Swap "Drop a point" for "Put a dot" in the lines from the line with "Where can the black baseball" to the line with "x=1176, y=344". Return only those lines, with nothing else changed.

■ Dataset extract:

________________________

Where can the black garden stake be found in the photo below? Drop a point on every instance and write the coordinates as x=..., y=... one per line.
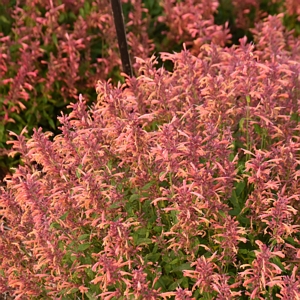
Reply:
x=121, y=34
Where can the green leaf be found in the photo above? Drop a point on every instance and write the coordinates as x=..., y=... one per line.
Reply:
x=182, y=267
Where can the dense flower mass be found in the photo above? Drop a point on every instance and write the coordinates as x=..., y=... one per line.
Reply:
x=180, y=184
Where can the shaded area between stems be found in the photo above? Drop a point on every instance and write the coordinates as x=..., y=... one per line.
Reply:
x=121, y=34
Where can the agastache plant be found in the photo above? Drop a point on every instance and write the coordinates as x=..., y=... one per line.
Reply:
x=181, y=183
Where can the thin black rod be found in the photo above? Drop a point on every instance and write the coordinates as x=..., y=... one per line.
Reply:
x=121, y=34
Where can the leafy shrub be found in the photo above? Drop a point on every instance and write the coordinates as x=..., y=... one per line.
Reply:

________________________

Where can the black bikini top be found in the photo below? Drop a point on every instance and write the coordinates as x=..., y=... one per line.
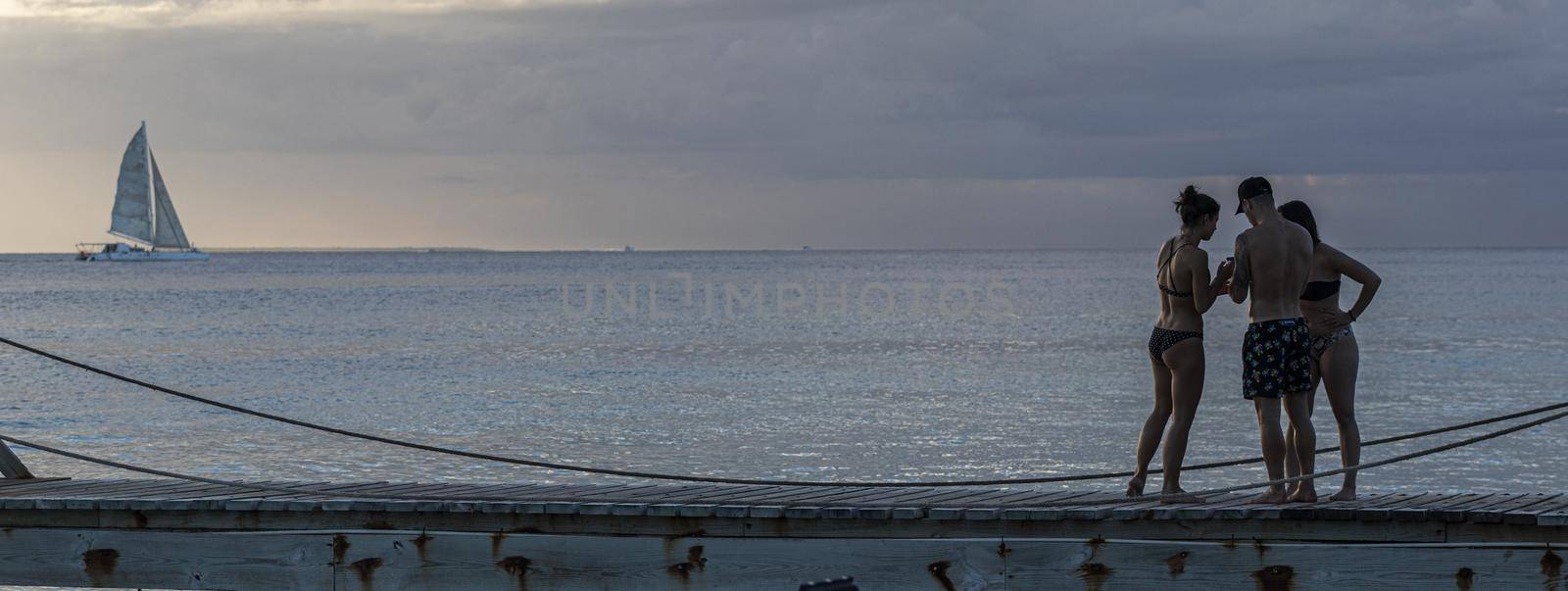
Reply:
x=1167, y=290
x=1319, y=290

________________________

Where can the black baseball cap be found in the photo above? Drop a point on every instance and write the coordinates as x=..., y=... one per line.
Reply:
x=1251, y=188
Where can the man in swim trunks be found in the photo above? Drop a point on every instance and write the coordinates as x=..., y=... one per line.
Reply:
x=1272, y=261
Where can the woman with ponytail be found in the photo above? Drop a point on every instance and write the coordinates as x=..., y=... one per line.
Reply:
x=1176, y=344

________________________

■ Task output:
Where can the black baseball cap be found in the photo above? Put a dot on every instance and write the coordinates as x=..., y=... one per line.
Reply:
x=1251, y=188
Where can the man in swim trunks be found in the photo above? Put a dot on every instance and write the coordinates as x=..., y=... one per line.
Reply:
x=1272, y=261
Where can the woman with ponytail be found in the photo above? Put a dot on every instance and write the coordinates as x=..., y=... one per line.
Reply:
x=1176, y=344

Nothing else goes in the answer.